(Text provided)
Learning about credit cards, and how to use them responsibly, is a great first step toward financial health. So, if you’re wondering, “How do credit cards work, anyway?” here’s a guide to get you up to speed.
What is a credit card?
A credit card is a small plastic card that lets you borrow money from a financial provider. If you borrow funds for a significant period of time, you’ll pay a fee for the privilege — called interest.
Use credit cards if you want a secure and convenient way to pay. They’re also excellent tools to build your credit score — a three-digit number that represents how reliably you’re expected to pay your debt.
Beware: A credit card isn’t free money, and you’re always expected to pay back whatever you borrow. There will also be a maximum you can borrow at a time.
How do credit cards work?
Here’s the lowdown on how credit cards work. Once you understand the mechanics behind your card, you’re on your way to using it responsibly.
Credit card mechanics
Swiping your credit card means that you’ll repay your bank later for your purchases. But when do you have to pay?
To find out, you need to know how long your bank’s billing cycle is. After each cycle, your bank will collect all the transactions you’ve made and send you a bill.
A billing cycle doesn’t necessarily line up with each month. It can start from the 1st to the 30th, but it could also start from the 25th of one month to the 25th of the next month, and so on.
To know for sure how long your billing cycle is, ask your card provider. You’ll also see how long the cycle is once you receive your bill.
When you receive your bill — called your credit card statement — it’s time to decide what to pay. To avoid paying unnecessary interest, it’s a good idea to pay your entire balance. But you can also choose to pay the minimum amount possible or some amount in between. The amount you pay will decide how much interest you owe.
You don’t have to wait for your bill to arrive before repaying your bank. If you’d like, you can pay off your balance immediately.
How long is a billing cycle?
A billing cycle is usually between 25 and 31 days, but it can be longer or shorter depending on the card or provider.
What is a balance and credit card statement?
A credit card statement is a summary of all the transactions you’ve made on your card over the last billing cycle. It’ll show information like how much you owe to your card provider, the minimum amount you can pay and potential late fees.
Your balance is the amount of money you owe to your credit card provider.
How does interest work?
Many people shy away from credit cards because they’re worried about interest. Interest is money you pay to your bank as a fee for borrowing money or delaying payment on your purchases. In short, it’s a charge for the privilege of borrowing money.
However, you won’t owe interest if you pay your bill in full within a certain amount of time. Your card provider will typically give you a grace period to pay off your purchases. If you pay your entire balance within this period, you won’t be charged interest.
If you pay less than your full balance by the due date, your remaining balance will accumulate interest. At the very least, you need to repay the minimum payment, typically 1% to 3% of what you owe. Be careful about carrying a balance on your card, which could cause your credit card debt to snowball.

(Required work) From the credit card guide, copy word for word the passage that begins with the words containing "A credit card statement" and ends with "of borrowing money.".

(Data shown)
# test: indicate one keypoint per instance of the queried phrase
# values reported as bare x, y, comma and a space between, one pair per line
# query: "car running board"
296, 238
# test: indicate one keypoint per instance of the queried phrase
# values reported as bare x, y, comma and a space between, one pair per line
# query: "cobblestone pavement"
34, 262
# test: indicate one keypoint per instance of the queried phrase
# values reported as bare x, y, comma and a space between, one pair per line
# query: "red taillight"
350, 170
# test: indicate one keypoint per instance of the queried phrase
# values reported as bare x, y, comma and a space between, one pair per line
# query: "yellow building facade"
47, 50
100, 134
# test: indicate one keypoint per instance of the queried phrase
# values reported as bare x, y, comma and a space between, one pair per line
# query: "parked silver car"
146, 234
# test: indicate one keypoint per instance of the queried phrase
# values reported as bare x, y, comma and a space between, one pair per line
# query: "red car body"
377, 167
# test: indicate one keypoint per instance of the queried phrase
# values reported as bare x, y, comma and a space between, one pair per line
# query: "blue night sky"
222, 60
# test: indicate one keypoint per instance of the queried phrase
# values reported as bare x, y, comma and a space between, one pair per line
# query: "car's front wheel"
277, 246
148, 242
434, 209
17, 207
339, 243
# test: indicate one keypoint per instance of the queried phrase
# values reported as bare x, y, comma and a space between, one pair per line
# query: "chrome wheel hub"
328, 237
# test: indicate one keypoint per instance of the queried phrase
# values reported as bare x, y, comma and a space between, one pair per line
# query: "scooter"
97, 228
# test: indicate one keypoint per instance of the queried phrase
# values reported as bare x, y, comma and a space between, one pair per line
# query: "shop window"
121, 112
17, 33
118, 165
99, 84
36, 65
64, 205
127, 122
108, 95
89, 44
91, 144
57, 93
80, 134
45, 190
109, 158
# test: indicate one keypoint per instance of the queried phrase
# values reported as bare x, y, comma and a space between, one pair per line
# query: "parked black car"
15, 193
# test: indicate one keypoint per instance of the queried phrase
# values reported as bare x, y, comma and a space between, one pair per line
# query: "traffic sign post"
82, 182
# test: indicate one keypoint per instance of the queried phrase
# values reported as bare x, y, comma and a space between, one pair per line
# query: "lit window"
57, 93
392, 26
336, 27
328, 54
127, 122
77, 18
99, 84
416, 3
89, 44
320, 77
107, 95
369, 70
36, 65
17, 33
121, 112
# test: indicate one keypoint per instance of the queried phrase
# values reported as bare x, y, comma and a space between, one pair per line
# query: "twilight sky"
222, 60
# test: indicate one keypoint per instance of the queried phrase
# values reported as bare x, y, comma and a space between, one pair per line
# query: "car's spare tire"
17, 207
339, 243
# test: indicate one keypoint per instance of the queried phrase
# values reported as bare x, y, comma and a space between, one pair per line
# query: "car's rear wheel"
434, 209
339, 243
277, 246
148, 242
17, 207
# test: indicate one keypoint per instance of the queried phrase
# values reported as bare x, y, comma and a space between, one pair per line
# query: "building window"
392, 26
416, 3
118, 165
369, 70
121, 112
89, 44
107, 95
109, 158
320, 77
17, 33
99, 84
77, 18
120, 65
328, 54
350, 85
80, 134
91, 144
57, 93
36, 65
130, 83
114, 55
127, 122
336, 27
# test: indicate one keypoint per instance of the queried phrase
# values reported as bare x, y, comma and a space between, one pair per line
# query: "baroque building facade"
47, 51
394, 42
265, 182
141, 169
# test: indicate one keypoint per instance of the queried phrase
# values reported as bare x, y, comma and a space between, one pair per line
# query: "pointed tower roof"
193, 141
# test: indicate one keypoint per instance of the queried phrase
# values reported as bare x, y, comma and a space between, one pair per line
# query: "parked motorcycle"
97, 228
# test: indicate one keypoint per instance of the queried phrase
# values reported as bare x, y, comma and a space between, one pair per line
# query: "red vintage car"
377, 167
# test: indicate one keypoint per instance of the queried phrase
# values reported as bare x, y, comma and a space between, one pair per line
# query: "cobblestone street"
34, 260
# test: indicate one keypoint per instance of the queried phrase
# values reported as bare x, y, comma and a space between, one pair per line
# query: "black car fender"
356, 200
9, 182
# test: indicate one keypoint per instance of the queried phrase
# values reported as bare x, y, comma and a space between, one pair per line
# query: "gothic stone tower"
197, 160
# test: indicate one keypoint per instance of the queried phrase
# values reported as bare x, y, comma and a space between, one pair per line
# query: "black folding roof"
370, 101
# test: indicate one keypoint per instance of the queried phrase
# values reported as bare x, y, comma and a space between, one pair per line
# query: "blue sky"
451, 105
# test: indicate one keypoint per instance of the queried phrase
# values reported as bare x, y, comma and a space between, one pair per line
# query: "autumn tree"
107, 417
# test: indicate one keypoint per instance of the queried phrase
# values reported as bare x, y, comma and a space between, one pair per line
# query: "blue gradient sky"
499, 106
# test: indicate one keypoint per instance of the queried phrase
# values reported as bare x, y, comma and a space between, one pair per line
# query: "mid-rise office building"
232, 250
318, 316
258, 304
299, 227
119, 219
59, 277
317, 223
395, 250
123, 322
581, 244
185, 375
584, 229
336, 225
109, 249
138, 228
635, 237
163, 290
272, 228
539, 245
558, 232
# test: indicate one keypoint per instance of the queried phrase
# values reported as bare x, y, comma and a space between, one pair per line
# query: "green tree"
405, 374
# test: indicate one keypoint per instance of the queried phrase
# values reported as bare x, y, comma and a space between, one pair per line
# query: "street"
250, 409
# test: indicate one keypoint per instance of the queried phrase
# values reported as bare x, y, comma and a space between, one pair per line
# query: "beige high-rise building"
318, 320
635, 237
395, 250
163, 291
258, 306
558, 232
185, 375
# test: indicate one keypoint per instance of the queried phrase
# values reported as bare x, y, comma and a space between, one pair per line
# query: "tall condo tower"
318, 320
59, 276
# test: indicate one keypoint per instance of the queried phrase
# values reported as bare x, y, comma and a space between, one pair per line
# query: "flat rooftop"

(Answer to the task)
A credit card statement is a summary of all the transactions you’ve made on your card over the last billing cycle. It’ll show information like how much you owe to your card provider, the minimum amount you can pay and potential late fees.
Your balance is the amount of money you owe to your credit card provider.
How does interest work?
Many people shy away from credit cards because they’re worried about interest. Interest is money you pay to your bank as a fee for borrowing money or delaying payment on your purchases. In short, it’s a charge for the privilege of borrowing money.